### How to complete this task
Print the entire listing below word for word, excluding its pictures.
START Records for the task
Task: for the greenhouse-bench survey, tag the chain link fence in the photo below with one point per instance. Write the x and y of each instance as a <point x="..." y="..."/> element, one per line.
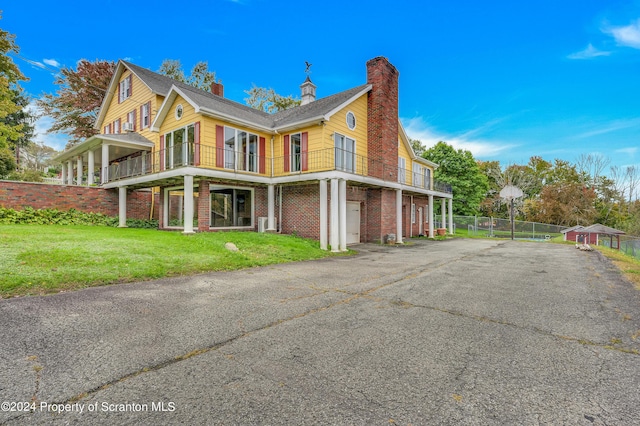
<point x="501" y="228"/>
<point x="628" y="244"/>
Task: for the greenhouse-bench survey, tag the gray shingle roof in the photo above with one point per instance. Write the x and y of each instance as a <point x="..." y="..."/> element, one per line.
<point x="161" y="84"/>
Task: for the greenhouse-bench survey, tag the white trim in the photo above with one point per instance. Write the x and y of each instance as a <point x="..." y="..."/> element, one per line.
<point x="355" y="121"/>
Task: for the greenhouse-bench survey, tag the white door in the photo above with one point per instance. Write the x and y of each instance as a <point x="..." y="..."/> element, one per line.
<point x="353" y="222"/>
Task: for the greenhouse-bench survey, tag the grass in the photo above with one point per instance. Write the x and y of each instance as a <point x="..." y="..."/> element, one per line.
<point x="41" y="259"/>
<point x="628" y="265"/>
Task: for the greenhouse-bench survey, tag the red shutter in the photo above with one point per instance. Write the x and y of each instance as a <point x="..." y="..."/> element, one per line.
<point x="220" y="146"/>
<point x="196" y="137"/>
<point x="304" y="150"/>
<point x="287" y="159"/>
<point x="261" y="155"/>
<point x="162" y="153"/>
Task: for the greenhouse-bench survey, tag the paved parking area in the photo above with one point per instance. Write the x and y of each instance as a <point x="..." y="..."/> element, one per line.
<point x="452" y="332"/>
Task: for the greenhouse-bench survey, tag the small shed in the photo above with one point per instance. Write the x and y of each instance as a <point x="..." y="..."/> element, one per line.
<point x="593" y="234"/>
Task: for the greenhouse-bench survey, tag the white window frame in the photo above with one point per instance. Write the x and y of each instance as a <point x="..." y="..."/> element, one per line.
<point x="249" y="161"/>
<point x="345" y="159"/>
<point x="402" y="169"/>
<point x="146" y="115"/>
<point x="253" y="205"/>
<point x="295" y="159"/>
<point x="125" y="89"/>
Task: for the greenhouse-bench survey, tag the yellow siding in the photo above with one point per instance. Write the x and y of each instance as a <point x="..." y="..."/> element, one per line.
<point x="189" y="116"/>
<point x="404" y="153"/>
<point x="338" y="123"/>
<point x="140" y="95"/>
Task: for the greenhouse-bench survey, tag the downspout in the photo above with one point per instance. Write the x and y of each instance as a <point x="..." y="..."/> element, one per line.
<point x="280" y="209"/>
<point x="411" y="214"/>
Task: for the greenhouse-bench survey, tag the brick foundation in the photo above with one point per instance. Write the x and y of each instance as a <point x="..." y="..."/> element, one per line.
<point x="18" y="195"/>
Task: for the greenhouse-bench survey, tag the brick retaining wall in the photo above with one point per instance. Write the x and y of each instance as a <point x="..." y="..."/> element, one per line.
<point x="18" y="195"/>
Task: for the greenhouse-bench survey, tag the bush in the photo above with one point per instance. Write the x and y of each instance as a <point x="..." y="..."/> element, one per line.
<point x="26" y="176"/>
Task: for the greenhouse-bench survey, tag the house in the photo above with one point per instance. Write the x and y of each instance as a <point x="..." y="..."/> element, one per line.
<point x="593" y="235"/>
<point x="339" y="169"/>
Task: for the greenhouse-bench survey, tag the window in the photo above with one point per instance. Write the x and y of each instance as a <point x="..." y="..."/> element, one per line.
<point x="174" y="205"/>
<point x="240" y="150"/>
<point x="125" y="89"/>
<point x="231" y="207"/>
<point x="296" y="152"/>
<point x="351" y="120"/>
<point x="179" y="147"/>
<point x="402" y="169"/>
<point x="344" y="153"/>
<point x="145" y="115"/>
<point x="131" y="119"/>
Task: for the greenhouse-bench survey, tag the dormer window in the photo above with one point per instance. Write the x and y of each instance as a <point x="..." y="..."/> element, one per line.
<point x="125" y="89"/>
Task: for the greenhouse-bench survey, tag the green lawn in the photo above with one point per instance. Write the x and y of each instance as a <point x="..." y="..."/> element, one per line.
<point x="39" y="259"/>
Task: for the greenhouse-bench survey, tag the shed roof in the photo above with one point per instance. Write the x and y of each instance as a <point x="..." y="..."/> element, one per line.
<point x="601" y="229"/>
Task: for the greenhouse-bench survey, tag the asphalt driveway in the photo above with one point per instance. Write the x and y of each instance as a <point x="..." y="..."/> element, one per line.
<point x="452" y="332"/>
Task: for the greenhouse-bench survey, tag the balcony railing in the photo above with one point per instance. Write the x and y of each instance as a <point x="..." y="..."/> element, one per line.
<point x="249" y="163"/>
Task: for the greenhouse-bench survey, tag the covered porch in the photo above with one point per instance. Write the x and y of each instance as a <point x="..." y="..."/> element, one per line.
<point x="88" y="162"/>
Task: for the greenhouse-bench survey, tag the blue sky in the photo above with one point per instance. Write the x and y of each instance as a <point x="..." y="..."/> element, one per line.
<point x="504" y="79"/>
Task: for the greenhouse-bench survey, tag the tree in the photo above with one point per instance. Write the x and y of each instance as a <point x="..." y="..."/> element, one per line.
<point x="75" y="105"/>
<point x="200" y="76"/>
<point x="37" y="156"/>
<point x="14" y="125"/>
<point x="566" y="204"/>
<point x="268" y="100"/>
<point x="461" y="170"/>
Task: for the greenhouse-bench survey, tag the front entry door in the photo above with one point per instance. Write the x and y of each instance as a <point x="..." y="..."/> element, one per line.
<point x="353" y="222"/>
END Records for the task
### Task output
Task: for the greenhouse-bench survey, tag the chain link fence in the photo below with one point per instance. Write the x and y of each instance as a <point x="..." y="..."/> element, one per line.
<point x="501" y="228"/>
<point x="628" y="244"/>
Task: for the greenhouse-bench survey, tag the gray shingle roof in the photo above with one point per instance. Write the x and y of each instance as a <point x="..." y="..."/> element, one per line.
<point x="161" y="84"/>
Task: for the greenhouse-bench survey, tag the white trim in the photo above with one point per instance. Write the x and y of each instance as a <point x="..." y="..."/> element, one per line.
<point x="355" y="121"/>
Task: for the greenhouse-bench survey, tag the white door in the photo above with one point per instance. Write the x and y of each instance as a <point x="..." y="..."/> element, one per line.
<point x="353" y="222"/>
Task: for the greenhouse-bench survey, tag the grass in the photo above with one point per instance. Write the x and y of each instance as a <point x="..." y="..."/> element, one per line.
<point x="41" y="259"/>
<point x="628" y="265"/>
Task: for the greenhouse-bench survey, tag the red shutter in the photo above with one point per instance. Write the x and y of each instance as a <point x="..." y="..."/> element, one per line.
<point x="220" y="146"/>
<point x="196" y="137"/>
<point x="304" y="150"/>
<point x="287" y="159"/>
<point x="261" y="155"/>
<point x="162" y="153"/>
Task: for the greenhouse-bench survey, tag the paved parking area in the photo above with one point per instance. Write the x and y of each instance as a <point x="..." y="..."/> element, one per line.
<point x="452" y="332"/>
Task: for the greenhouse-bench survey, tag the small shed in the photo above with one point per instance. Write the x and y of each instance as a <point x="..." y="..."/> element, one per line.
<point x="593" y="234"/>
Task: for the greenhouse-bench survey, tag the white window frame in the photo above with one point per instance. Write the x and y of each instance as a <point x="..." y="..."/> element, one per line.
<point x="249" y="161"/>
<point x="345" y="159"/>
<point x="402" y="169"/>
<point x="146" y="115"/>
<point x="253" y="205"/>
<point x="295" y="159"/>
<point x="125" y="89"/>
Task: for the greenhouse-bench survey, tag the yellow siding in the photo above with one point per instance. Write the x and y of each instance as a <point x="..." y="..."/> element, one per line.
<point x="189" y="116"/>
<point x="404" y="153"/>
<point x="338" y="123"/>
<point x="140" y="95"/>
Task: for the greenhouse-bench survey, tag the downspout in the photo above with one point per instance. Write the x and y of each instance as a <point x="..." y="..."/> element, one per line.
<point x="280" y="209"/>
<point x="411" y="214"/>
Task: for the greenhouse-bench survey, tag the brick foundation in the photo above with one point per instance. Write the x and y of each instance as a <point x="..." y="..."/> element, one per line.
<point x="18" y="195"/>
Task: for the greenhouse-bench survey, tag the brick retaining wall in the photo above with one point per instance. Write the x and y of each instance as a <point x="..." y="..."/> element, one per line.
<point x="18" y="195"/>
Task: for the greenhouse-bench survey, tag the bush in the photo above with one point per instance. Write the x and y of each instance as a <point x="..." y="..."/> element, one per line.
<point x="26" y="176"/>
Task: for the greenhouse-bench survey, tag the house in the photo above with one point per instance. Write the x and y of each instance as a <point x="..." y="..."/> element, one per line.
<point x="593" y="235"/>
<point x="339" y="169"/>
Task: for the greenhouse-bench survey, tag the window in the photo above with one point per instance. Write the x and y of each instance as a <point x="..." y="..."/> element, one per line.
<point x="174" y="205"/>
<point x="240" y="150"/>
<point x="125" y="89"/>
<point x="231" y="207"/>
<point x="296" y="152"/>
<point x="351" y="120"/>
<point x="179" y="147"/>
<point x="402" y="169"/>
<point x="344" y="153"/>
<point x="145" y="115"/>
<point x="131" y="119"/>
Task: for the greenhouse-bench survey, tag the dormer window in the photo above with one point per instance. Write the x and y of each instance as a <point x="..." y="..."/> element, one per line.
<point x="125" y="89"/>
Task: for the greenhouse-bench survey, tag the green lawn in the photo above with one point per instance. Write the x and y of each instance as a <point x="..." y="..."/> element, one per line.
<point x="39" y="259"/>
Task: for the greenhouse-bench survey, tag the shed roof in the photo above with one point per instance. Write the x and y of each instance as a <point x="..." y="..."/> element, one per line.
<point x="601" y="229"/>
Task: for the greenhouse-bench survey, tag the asphalt driveway in the photo above with one point per instance. Write the x and y of each instance as a <point x="..." y="..."/> element, one per line.
<point x="452" y="332"/>
Task: for the greenhouse-bench survey, tag the balcony railing in the photo above with one point per instance. Write the x and y of each instance as a <point x="..." y="..."/> element, one per line.
<point x="249" y="163"/>
Task: for the greenhouse-bench survey, tag the covered porch in the photo above with one point per instance. Write the x and y of each instance as a <point x="..." y="..."/> element, one per line.
<point x="88" y="162"/>
Task: for the greenhouse-bench survey, tag the blue sky in the photo above with one point per instance. Write the x and y of each instance as a <point x="..." y="..."/> element, one per line.
<point x="504" y="79"/>
Task: for the greenhouse-bench survey, tag the tree in the photo above with one point per instance. Write the x and y of each instance as a <point x="..." y="..."/> element, one per line.
<point x="75" y="105"/>
<point x="200" y="76"/>
<point x="37" y="156"/>
<point x="14" y="125"/>
<point x="566" y="204"/>
<point x="268" y="100"/>
<point x="461" y="170"/>
Task: for the greenhouse-bench survey, tag the front entry door in the photo above with one point per instance. Write the x and y of each instance as a <point x="..." y="..."/> element, one per line.
<point x="353" y="222"/>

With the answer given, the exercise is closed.